→ Textausschnitt
☆ ☆ ☆ ☆ ☆ ☆ ☆

“RaderGate” – Was die Debatte um Plagiate aus der Wikipedia übersieht

Fomfr pranger

Pranger im Foltermuseum in Freiburg im Breisgau

 

Vor drei Tagen ging die Nachricht durch die Medien, dass zwei Historiker unter Plagiatsverdacht stehen. Das Buch “Große Seeschlachten: Wendepunkte der Weltgeschichte von Salamis bis Skagerrak” (C.H. Beck Verlag) soll von den Autoren Arne Karsten und Olaf Rader in großen Teilen sogar wörtlich aus der Wikipedia stammen. Näheres zu den Umständen findet man z.B. bei Spreeblick.

Jetzt wird der Fall diskutiert. Vom “Diebstahl geistigen Eigentums” ist die Rede, von Verletzung wissenschaftlicher Standards, man sei “beim Abschreiben aus Wikipedia erwischt worden”. Es ist von einer Rufschädigung der Autoren und des Verlags die Rede. Von “digitaler Denunziation” ist zu lesen. Es geht schon wieder mal wild durcheinander im bürgerlichen Empörungszirkus. Dazu drei Anmerkungen.

1. Man darf von Wikipedia  “abschreiben” – auch zu kommerziellen Zwecken

Arne Karsten und Olaf Rader haben erst einmal nichts Verbotenes gemacht. Die Inhalte der Plattform sind freies Wissen und unterliegen der Creative Commons Lizenz CC-BY-SA 3.0. Diese regelt zwei Dinge: Man darf die Inhalte frei verwenden, wenn man den Namen des Urhebers bzw. Rechteinhabers an entsprechender Stelle in der richtigen Form nennt und die Inhalte unter derselben Lizenz weitergibt. Das bedeutet aber auch, dass die Inhalte verändert, kopiert, in Bücher gepackt und verkauft werden dürfen.

☆ ☆ ☆ ☆ ☆ ☆ ☆

→ Bereitgestelltes Material

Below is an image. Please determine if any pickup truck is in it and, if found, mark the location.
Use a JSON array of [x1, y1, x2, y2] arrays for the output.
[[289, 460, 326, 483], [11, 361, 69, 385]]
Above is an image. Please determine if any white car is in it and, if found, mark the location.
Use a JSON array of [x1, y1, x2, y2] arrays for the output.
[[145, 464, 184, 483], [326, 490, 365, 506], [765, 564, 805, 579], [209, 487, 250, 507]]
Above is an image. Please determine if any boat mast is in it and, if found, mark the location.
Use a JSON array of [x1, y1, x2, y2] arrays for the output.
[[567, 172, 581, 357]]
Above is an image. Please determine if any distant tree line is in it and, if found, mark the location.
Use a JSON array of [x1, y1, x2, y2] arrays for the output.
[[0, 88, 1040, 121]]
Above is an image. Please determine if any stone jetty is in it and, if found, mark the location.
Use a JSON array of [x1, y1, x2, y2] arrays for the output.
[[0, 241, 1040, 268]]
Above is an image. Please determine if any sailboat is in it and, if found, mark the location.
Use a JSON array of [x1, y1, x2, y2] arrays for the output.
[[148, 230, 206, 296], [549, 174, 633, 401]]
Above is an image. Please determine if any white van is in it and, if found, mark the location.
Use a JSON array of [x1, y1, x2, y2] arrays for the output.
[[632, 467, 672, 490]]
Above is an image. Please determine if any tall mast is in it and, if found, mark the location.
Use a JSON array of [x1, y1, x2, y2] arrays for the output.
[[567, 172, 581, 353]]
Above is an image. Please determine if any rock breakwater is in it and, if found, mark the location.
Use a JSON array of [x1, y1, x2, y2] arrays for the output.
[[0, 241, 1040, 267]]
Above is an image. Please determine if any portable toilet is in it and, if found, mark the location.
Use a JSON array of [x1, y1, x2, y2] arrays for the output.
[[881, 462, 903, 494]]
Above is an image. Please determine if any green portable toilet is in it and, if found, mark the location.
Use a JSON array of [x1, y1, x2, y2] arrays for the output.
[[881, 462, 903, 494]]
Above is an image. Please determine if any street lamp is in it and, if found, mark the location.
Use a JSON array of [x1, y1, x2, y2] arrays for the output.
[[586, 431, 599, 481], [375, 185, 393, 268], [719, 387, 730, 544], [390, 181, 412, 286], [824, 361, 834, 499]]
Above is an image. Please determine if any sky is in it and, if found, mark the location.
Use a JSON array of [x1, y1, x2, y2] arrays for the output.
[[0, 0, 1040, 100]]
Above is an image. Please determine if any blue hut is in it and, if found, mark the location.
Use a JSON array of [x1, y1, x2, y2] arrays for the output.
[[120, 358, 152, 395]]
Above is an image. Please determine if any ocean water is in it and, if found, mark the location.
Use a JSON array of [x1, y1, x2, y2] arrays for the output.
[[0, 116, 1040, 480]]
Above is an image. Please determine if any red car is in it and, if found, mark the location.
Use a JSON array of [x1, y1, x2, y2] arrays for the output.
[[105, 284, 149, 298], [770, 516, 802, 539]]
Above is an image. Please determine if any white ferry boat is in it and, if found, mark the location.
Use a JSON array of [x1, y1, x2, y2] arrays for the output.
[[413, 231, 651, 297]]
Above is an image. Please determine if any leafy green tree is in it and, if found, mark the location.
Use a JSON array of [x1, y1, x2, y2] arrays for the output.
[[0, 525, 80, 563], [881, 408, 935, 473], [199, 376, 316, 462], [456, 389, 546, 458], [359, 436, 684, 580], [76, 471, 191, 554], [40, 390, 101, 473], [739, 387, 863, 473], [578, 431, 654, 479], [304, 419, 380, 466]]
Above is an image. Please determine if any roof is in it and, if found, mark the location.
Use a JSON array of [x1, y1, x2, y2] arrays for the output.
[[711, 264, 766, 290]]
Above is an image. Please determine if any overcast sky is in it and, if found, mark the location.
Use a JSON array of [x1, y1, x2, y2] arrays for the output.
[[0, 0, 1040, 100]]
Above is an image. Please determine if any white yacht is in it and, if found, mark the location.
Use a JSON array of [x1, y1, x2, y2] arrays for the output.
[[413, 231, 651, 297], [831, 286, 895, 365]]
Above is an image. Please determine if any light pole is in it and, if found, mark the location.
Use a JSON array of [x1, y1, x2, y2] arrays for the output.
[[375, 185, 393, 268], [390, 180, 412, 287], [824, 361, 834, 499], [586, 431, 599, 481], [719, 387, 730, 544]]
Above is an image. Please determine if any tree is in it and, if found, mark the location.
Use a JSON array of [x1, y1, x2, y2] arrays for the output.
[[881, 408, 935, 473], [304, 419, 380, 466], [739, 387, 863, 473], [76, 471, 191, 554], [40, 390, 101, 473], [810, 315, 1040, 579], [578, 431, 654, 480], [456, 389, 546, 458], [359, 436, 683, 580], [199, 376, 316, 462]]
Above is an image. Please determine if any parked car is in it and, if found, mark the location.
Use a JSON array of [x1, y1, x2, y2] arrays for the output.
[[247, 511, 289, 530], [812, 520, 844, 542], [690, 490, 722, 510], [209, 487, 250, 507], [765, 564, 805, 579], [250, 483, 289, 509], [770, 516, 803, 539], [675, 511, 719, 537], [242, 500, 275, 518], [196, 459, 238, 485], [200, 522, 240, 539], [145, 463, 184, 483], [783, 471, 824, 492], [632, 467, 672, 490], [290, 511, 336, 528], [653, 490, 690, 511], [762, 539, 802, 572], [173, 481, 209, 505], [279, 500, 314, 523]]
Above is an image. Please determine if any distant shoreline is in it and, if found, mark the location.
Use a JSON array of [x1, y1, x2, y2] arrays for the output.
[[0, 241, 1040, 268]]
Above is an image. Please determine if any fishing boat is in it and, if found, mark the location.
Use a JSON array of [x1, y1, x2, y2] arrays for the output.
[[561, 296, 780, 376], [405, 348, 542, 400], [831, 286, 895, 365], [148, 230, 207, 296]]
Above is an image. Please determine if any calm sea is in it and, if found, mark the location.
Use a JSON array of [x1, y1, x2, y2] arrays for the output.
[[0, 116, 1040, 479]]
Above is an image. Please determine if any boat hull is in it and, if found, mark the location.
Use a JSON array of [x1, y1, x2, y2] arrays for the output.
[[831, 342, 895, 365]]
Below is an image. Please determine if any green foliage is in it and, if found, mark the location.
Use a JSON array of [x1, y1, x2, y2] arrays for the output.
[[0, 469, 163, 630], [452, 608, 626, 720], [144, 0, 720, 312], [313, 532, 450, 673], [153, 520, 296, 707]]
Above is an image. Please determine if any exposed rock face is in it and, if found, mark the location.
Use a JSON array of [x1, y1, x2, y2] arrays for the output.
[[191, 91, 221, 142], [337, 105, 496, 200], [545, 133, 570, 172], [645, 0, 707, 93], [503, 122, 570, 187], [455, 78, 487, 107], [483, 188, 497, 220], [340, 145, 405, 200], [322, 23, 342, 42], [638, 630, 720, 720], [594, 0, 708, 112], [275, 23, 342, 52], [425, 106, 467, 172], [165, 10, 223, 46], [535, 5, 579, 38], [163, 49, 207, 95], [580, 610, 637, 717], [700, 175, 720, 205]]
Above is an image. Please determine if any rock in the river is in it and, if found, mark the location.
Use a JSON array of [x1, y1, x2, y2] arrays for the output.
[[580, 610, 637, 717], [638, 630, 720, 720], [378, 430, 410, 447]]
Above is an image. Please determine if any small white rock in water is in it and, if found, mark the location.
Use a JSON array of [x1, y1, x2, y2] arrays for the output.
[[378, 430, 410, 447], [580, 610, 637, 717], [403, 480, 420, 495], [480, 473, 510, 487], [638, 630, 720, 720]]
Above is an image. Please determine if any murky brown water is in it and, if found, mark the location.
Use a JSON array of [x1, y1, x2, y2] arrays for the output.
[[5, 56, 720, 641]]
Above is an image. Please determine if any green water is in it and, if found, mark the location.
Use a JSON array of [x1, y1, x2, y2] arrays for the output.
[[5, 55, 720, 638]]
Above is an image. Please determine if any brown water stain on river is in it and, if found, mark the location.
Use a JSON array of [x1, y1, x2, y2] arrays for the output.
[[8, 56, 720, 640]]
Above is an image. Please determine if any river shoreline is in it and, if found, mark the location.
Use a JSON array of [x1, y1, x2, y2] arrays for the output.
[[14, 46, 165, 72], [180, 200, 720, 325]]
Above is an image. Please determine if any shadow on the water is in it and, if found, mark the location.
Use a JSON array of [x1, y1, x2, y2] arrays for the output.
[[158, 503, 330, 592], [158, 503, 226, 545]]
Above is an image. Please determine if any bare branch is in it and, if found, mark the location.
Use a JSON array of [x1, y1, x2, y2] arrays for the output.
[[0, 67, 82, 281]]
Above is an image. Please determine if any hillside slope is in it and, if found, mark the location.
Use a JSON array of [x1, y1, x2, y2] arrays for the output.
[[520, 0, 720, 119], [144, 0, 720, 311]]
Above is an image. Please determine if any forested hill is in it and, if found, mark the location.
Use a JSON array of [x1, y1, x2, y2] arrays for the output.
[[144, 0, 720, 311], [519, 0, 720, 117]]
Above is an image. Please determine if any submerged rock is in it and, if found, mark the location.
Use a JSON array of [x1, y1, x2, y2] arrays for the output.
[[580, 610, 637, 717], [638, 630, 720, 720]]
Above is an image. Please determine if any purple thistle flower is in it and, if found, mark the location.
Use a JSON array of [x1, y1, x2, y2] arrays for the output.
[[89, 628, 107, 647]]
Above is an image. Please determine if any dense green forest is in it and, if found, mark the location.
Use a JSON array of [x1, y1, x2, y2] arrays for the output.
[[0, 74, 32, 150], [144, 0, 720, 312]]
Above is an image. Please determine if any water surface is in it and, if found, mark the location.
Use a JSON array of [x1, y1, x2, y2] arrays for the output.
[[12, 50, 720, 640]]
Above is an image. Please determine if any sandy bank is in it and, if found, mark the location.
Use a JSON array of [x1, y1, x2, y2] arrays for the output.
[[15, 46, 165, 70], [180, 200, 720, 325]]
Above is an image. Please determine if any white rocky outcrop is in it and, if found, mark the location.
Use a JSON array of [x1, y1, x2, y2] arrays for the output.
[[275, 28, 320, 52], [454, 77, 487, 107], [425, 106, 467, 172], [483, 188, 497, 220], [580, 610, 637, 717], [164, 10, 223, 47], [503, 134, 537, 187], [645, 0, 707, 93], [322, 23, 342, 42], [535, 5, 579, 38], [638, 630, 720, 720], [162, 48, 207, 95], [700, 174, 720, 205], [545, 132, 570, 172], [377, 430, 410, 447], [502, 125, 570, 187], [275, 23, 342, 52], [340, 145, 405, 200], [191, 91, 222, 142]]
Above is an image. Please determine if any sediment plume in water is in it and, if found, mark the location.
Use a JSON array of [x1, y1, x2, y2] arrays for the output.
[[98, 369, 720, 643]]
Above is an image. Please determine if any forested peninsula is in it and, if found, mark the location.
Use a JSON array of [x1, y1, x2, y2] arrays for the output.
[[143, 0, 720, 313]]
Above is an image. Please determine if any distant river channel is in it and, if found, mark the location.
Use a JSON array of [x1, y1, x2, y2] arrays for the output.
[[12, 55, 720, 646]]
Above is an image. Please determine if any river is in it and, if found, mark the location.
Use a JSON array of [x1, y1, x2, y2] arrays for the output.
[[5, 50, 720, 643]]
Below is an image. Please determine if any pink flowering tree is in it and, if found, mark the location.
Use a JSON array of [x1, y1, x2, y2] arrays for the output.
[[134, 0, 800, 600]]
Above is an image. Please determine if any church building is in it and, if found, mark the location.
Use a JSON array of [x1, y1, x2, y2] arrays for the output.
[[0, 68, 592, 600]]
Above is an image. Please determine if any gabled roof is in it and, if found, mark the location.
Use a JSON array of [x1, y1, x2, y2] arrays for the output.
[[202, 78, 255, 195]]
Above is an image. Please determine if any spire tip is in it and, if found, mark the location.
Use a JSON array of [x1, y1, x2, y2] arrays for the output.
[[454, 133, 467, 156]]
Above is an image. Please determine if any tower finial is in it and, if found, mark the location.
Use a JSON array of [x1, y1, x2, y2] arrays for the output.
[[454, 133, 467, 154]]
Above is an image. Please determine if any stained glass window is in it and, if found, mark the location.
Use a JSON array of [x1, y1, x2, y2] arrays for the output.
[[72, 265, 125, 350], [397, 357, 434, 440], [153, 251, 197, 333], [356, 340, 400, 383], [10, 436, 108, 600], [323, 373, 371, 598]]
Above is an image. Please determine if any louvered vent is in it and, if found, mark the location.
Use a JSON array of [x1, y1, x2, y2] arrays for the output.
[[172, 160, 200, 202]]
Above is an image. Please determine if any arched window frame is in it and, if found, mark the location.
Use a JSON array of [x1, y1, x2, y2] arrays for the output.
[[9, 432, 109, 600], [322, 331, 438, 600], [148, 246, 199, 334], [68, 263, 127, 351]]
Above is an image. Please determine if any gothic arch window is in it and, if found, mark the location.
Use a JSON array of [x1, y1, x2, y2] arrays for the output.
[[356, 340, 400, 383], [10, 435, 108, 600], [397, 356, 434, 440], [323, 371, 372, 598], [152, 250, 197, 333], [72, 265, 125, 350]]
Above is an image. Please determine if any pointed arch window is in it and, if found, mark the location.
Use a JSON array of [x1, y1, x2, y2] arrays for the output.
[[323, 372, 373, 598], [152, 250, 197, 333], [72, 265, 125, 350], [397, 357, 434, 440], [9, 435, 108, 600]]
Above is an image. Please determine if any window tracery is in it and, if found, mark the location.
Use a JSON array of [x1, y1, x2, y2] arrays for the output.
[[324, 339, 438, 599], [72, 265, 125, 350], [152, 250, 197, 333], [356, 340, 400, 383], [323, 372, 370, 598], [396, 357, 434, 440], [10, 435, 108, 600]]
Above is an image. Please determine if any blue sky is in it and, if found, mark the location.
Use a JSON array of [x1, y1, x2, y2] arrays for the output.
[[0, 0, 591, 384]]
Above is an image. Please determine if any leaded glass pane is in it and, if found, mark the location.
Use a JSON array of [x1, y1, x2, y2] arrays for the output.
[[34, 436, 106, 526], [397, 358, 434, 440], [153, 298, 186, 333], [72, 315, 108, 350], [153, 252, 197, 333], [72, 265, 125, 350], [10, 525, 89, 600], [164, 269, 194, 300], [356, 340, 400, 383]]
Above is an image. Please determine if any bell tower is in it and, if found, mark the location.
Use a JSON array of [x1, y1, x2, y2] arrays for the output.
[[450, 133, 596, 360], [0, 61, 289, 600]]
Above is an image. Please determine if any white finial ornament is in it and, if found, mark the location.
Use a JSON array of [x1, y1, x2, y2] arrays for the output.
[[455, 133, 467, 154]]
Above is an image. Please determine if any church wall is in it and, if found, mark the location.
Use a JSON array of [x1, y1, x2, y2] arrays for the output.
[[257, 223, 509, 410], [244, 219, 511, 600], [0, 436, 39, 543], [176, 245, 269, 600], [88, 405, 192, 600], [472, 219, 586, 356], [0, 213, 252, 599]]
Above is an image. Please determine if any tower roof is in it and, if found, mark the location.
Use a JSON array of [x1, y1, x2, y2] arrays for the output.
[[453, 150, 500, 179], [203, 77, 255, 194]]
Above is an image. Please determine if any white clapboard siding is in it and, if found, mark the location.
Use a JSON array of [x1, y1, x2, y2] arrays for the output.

☆ ☆ ☆ ☆ ☆ ☆ ☆

→ Aufgabenstellung
#1 Unter welcher Lizenz stehen laut dem Textausschnitt die Inhalte der Wikipedia?
#2 Wiederholen Sie aus dem Textausschnitt wortgetreu die Passage, die mit den Worten „Vor drei Tagen“ einsetzt und mit „z.B. bei Spreeblick.“ schließt.
#3 Führen Sie den Textausschnitt zum Plagiatsvorwurf gegen Karsten und Rader im Anschluss an seinen letzten Satz weiter.
Das Material hat keinen inhaltlichen Bezug zum Textausschnitt.

→ Lösungen
#1 Unter der Creative Commons Lizenz CC-BY-SA 3.0.

#2
Vor drei Tagen ging die Nachricht durch die Medien, dass zwei Historiker unter Plagiatsverdacht stehen. Das Buch “Große Seeschlachten: Wendepunkte der Weltgeschichte von Salamis bis Skagerrak” (C.H. Beck Verlag) soll von den Autoren Arne Karsten und Olaf Rader in großen Teilen sogar wörtlich aus der Wikipedia stammen. Näheres zu den Umständen findet man z.B. bei Spreeblick.

#3
Die Wikimedia Foundation, als Trägerin der Wikipedia, hat diese Lizenz bewusst ausgewählt und eine intensive Debatte der Wikipedia-Community hat vor einigen Jahren noch einmal bestätigt, dass die kommerzielle Nutzung der Wikipedia-Texte nicht ausgeschlossen werden soll. Dafür gibt es eine ganz einfache Begründung: Das Verbot der kommerziellen Nutzung verhindert die Verbreitung freien Wissens, dem Ziel der Wikipedia und ihrer Schwesterprojekten.

Von “Diebstahl geistigen Eigentums” kann man daher gar nicht so leicht sprechen. Genaugenommen war der Begriff “Diebstahl” im Bereich der Wissensvermittlung immer schon falsch. Aber in jedem Fall – man ahnt es schon – kann man von einem Lizenzverstoß ausgehen. Doch dazu gleich.

2. Die Neuordnung von Wissen ist eine eigene Leistung

Die Scientific Community forciert in der laufenden Diskussion über das Buch “Große Seeschlachten” zwei Fragen: Sind beim “Abschreiben” wissenschaftliche Standards verletzt worden? Und: Hat das vorliegende Werk einen neuen Erkenntniswert?

Die erste Frage ist schnell beantwortet. Es ist zu prüfen, ob die Quellen den allgemeinen Standards entsprechend belegt werden. Ist das nicht geschehen, ist der Fall klar: Standard verletzt. Rüge. Marginalisierung in der Scientific Community. Fertig ist der Lack.

Was die wenigsten wissen: Auch Wikipedia hat über die Jahre sehr strenge Regelungen für Quellenbelege eingeführt. Ihre Einträge sind nicht selten besser belegt als manche Seminararbeit zum selben Thema.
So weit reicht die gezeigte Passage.